Whenever I left, I would find dog hair on my clothes, in my shoes, etc… and that really annoyed me. So when we moved in together, I made it clear to my husband that I wouldn’t want a dirty house, and I refuse to clean after his dog.

At the time, he agreed he would clean the floors and be the one to clean after the dog.

A year ago, we had our first baby boy. I am very protective of my son. As a mother, I want to make sure he is safe and has a clean home where he can play freely.

Previously, when the dog encountered babies or kids, he is always very anxious, nervous, and protective of my husband. With our baby, his behavior is worse. Now that our baby is walking and running around the house, the dog can not find a safe space and is anxious the entire time baby is awake and walking.

This past month, the dog growled at the baby when the baby was walking towards him and on a different occasion, the dog went in to bite the baby when the baby caught him off guard and got close enough to touch him.

Not to mention how jealous the dog gets any time my husband is playing with the baby. My husband was there for both of these incidents and denies them as being anything serious or of concern… I felt the opposite.

This past year has been the hardest year of my life as a first-time mom. Not only do I not find a moment in the day to have a moment for myself, I definitely do not want to spend any free time I have cleaning after the dog, my husband, or my baby.

There is dog hair everywhere, the floors are always dirty with dirt, mud, dog drool, dog hair… etc. the carpet has a layer of dog hair on it. I find dog hair in all my clothes, my food, my cups.

I am so disgusted and annoyed at this point and it takes too much of my mental and physical energy to keep up. I am so unhappy.

For the past few months, I’ve just given up. My husband has noticed and he’s picking up after me.

He’s been cleaning the house (but not the floors) and cooking occasionally. He’s doing the best he can because he sees I’m frustrated… but still it’s not enough. I am really grateful for my husband and tell him that every day.

But I want the dog out of here. Am I the jerk?

EDIT: I clean our home regularly. Our home is not a dump. Currently, any free time I have away from the baby is to cook or clean.

The dog was not there before me. My husband’s brother abandoned the dog because the dog was jealous of his partner and causing issues in their relationship. The dog is now doing that with the baby and has been doing that in our marriage.

For example, the dog wants to steal my attention whenever my husband and I hug, kiss or hold hands… and my husband does end up giving the dog attention instead of me.

§ **RECORDS SUPPLIED**
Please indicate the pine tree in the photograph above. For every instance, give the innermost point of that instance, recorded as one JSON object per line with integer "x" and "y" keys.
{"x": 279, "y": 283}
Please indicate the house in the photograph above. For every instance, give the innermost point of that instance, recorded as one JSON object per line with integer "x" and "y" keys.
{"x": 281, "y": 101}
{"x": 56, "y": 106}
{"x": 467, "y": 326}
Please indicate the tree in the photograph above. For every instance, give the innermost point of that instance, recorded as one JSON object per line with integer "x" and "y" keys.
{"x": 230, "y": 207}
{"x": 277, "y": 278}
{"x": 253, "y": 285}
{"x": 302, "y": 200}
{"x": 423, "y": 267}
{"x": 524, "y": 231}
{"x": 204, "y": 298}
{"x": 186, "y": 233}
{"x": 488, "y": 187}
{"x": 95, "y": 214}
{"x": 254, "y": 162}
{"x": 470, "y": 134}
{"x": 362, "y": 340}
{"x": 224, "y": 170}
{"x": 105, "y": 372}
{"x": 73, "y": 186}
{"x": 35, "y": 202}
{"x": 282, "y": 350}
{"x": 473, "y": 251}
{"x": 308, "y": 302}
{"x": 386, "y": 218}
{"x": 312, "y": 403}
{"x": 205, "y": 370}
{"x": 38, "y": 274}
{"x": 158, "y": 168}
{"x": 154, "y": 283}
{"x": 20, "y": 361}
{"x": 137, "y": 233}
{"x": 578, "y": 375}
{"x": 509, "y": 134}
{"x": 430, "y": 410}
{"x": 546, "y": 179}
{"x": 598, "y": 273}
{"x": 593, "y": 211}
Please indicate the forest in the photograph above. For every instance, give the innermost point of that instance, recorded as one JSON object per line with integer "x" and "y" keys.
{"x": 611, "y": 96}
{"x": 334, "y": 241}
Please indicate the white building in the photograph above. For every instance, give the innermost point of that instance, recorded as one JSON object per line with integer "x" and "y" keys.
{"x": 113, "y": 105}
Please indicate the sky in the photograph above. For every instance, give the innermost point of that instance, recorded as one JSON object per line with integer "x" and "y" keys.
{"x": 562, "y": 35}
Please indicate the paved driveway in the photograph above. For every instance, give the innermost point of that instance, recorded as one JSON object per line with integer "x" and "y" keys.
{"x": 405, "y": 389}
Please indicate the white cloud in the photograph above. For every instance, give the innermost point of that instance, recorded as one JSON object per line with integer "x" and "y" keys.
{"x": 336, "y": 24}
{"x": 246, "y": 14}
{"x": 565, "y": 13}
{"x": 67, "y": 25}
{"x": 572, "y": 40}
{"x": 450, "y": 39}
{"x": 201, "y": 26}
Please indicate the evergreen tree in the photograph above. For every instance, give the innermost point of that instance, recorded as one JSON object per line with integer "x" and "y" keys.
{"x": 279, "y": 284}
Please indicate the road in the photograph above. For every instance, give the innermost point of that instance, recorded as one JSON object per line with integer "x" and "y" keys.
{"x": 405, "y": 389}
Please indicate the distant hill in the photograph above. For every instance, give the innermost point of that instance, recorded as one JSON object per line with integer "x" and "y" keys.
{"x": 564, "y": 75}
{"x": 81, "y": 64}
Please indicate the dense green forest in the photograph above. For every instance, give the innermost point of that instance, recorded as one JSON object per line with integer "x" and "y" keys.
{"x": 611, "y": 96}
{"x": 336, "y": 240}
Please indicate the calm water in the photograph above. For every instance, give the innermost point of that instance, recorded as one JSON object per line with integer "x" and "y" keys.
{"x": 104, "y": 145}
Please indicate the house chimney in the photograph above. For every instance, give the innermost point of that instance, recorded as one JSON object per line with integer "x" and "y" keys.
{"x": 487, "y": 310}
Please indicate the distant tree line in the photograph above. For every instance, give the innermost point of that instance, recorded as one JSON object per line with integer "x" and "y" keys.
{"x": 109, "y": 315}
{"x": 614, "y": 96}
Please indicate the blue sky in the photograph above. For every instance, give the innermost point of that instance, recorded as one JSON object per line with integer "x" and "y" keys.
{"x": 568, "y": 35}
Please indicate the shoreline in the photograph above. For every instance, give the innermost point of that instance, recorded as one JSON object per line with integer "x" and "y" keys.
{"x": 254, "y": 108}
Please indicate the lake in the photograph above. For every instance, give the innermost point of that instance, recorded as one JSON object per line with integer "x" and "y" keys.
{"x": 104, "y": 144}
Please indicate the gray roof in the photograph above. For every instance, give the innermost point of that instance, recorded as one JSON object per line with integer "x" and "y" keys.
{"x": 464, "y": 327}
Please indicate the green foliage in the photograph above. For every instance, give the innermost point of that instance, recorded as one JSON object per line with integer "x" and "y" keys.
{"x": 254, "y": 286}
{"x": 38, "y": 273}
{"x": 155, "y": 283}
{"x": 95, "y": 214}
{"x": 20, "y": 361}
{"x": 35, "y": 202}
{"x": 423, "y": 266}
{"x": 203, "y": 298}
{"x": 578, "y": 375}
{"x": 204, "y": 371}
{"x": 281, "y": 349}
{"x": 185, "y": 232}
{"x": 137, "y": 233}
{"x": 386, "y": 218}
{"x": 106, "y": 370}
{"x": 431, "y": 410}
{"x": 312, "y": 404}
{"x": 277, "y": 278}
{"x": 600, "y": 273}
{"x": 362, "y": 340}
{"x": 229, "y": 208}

§ **WORK ORDER**
Resume the account of the family dog and the new baby, picking up right after its final sentence.

§ **RESPONSE TO THE TASK**
We haven’t consulted a dog trainer because my husband does not have the patience and he gets upset with me whenever I bring up seeing a dog trainer.”

Another User Comments:

“No jerks here. You would be the jerk if this were just about dog hair, but growling at your baby is concerning behavior.

You might want to try meeting your husband halfway, though. Can you ask that the dog work with a behaviorist, perhaps while temporarily living elsewhere for the safety of your baby?

Do try to be sensitive to the fact that you’re asking him to give up a pet with whom he has, I imagine, a deep emotional bond. He would likely feel grief.

As a separate issue, it sounds like you are really exhausted and struggling emotionally right now.

You state that you have ‘given up,’ which is quite concerning. Have you spoken with a doctor about postpartum depression?

Perhaps if you’re not feeling so overwhelmed, it will be easier to find a workable compromise regarding the dog.” eefr

Another User Comments:

“NTJ – if you have one kid and the dog is growling and snapping at him, what’s going to happen when you have two going in different directions and one actually gets to the dog?

The dog needs to be in a house without children. It doesn’t like children and will most likely bite one. If that happens it will be deemed the dog is dangerous and it will get put down.

All because you kept pushing its boundaries. You need to have a serious conversation about it with your husband. It’s no longer a safe environment for the dog or the baby.” jizzy_lizzie

Another User Comments:

“YTJ

You’re not communicating. You have a problem, and fixing it doesn’t require getting rid of the dog.

It does require your husband actively working with and train the dog.

It does require your husband actively cleaning more, including the floor.

It does require you to tell him all these things.

If your family finances can handle it, I would recommend an outside cleaning service that has experience with new babies and dogs that will come in every other week and deep clean everything so your husband just has to keep on top of the day-to-day.” dublos

Another User Comments:

“NTJ. Where is your husband in this? The dog’s behavior is not okay, and it’s your husband’s job to train the dog.

And no, you can’t train a one-year-old never to get ‘too close’ to the dog.

You can help them learn not to bother the dog, but until they know, the dog needs to know to move away and to tolerate a baby existing in his home.

It sounds like you did communicate about the issue.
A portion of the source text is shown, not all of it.